## To be done
Print the lines below word for word, from the one containing "the snow clump" through the final line. Leave the pictures out.

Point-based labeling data

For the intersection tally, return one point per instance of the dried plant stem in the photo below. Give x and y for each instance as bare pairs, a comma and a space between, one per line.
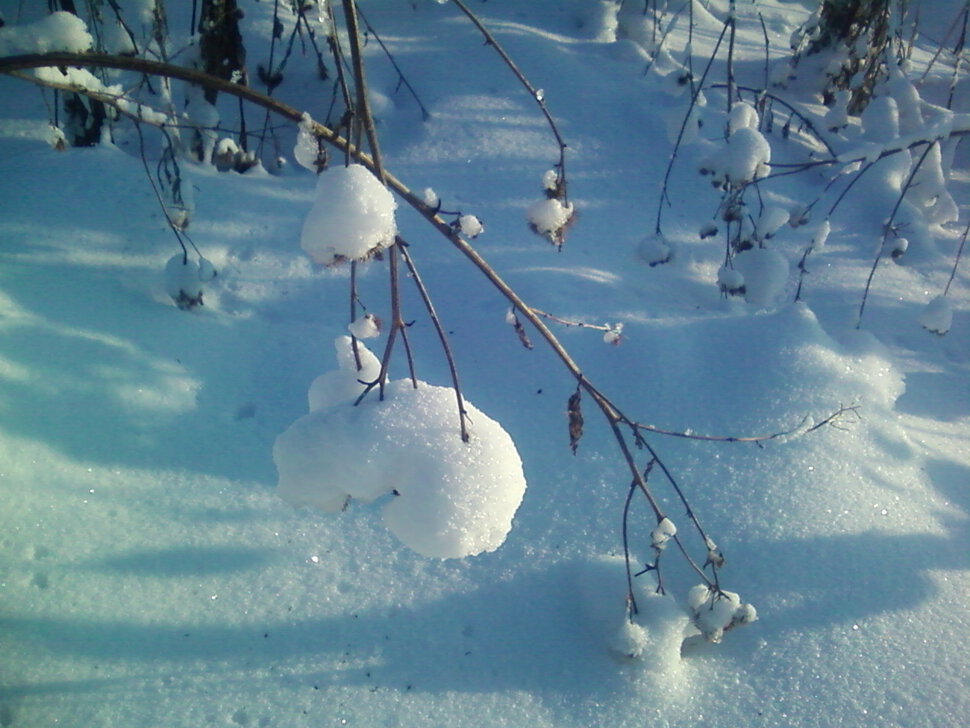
887, 228
535, 93
442, 337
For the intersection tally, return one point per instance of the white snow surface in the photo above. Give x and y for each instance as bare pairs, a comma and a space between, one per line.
150, 574
451, 498
352, 216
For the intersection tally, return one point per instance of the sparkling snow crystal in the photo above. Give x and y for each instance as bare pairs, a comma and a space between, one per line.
714, 613
351, 218
450, 498
937, 316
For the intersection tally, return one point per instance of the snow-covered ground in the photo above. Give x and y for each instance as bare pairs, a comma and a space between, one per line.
151, 575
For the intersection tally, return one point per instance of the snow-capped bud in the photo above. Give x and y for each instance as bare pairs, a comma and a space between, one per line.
470, 226
937, 317
367, 326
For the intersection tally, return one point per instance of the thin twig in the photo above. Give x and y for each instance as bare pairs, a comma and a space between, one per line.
442, 337
887, 228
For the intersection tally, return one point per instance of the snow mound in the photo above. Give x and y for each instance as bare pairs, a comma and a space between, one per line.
653, 637
344, 384
714, 613
59, 31
765, 272
450, 498
352, 216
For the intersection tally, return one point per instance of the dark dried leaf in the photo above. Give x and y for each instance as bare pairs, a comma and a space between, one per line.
575, 420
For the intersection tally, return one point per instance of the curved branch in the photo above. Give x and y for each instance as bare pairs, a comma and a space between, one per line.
613, 415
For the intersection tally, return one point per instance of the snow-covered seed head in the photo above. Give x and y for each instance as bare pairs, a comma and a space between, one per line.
431, 198
655, 250
714, 611
730, 281
551, 218
662, 533
896, 248
714, 556
183, 282
614, 334
367, 326
937, 317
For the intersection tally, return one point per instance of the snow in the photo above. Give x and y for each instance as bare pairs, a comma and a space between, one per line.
743, 159
150, 572
765, 274
549, 216
450, 498
470, 226
352, 216
59, 31
937, 317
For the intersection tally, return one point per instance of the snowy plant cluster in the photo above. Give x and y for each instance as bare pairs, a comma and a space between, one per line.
444, 498
882, 136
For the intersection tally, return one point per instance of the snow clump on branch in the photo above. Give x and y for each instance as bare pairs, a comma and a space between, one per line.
352, 217
446, 498
60, 31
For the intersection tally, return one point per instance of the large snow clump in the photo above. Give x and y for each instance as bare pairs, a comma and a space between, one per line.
352, 216
450, 498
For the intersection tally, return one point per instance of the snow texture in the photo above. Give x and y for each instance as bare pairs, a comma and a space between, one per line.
549, 216
151, 575
450, 498
59, 31
352, 216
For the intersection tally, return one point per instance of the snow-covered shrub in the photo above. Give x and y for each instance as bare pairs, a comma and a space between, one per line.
937, 316
184, 280
742, 160
551, 216
765, 273
446, 498
715, 612
59, 31
352, 217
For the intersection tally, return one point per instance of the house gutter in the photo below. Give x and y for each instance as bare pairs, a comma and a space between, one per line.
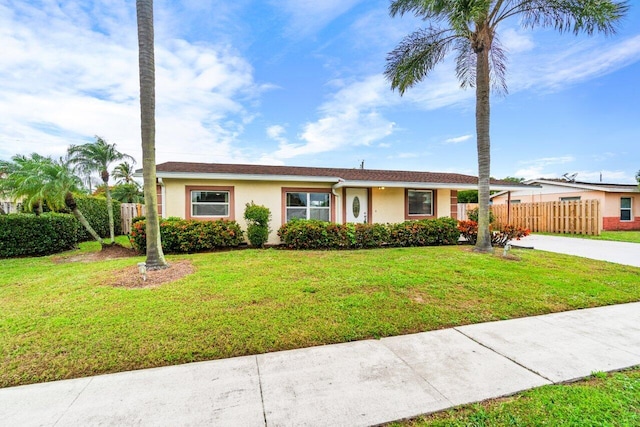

## Worked solution
For the intersection tally, return one point per instance of the snow clump on branch in the photo above. Give x and y for each instance as bare pairs, a comma and a space between, one per line.
352, 217
446, 498
60, 31
For the intersection tally, return one point per instance of the large snow clump in the photo above. Give x and y for each instance as bare pairs, a comma and a space between, one per line.
352, 216
450, 498
For the intersection tally, return one point per instance of the snow texture in the photo above. Give x and y for each instance as bare pairs, a comma and a space between, one per line.
549, 216
151, 575
450, 498
59, 31
352, 216
For the intersection tally, return one point per instance of the snow-covered shrub in the photo above. Give x and y for each instance as bare pairs, a comma and a space between, one per line.
937, 316
184, 280
742, 160
551, 216
765, 273
446, 498
715, 612
59, 31
352, 217
For the intersection tally, return one point per instance of the house gutter in the photo below. Give x and y for each instance as bare pairs, a comma and a space between, one per line.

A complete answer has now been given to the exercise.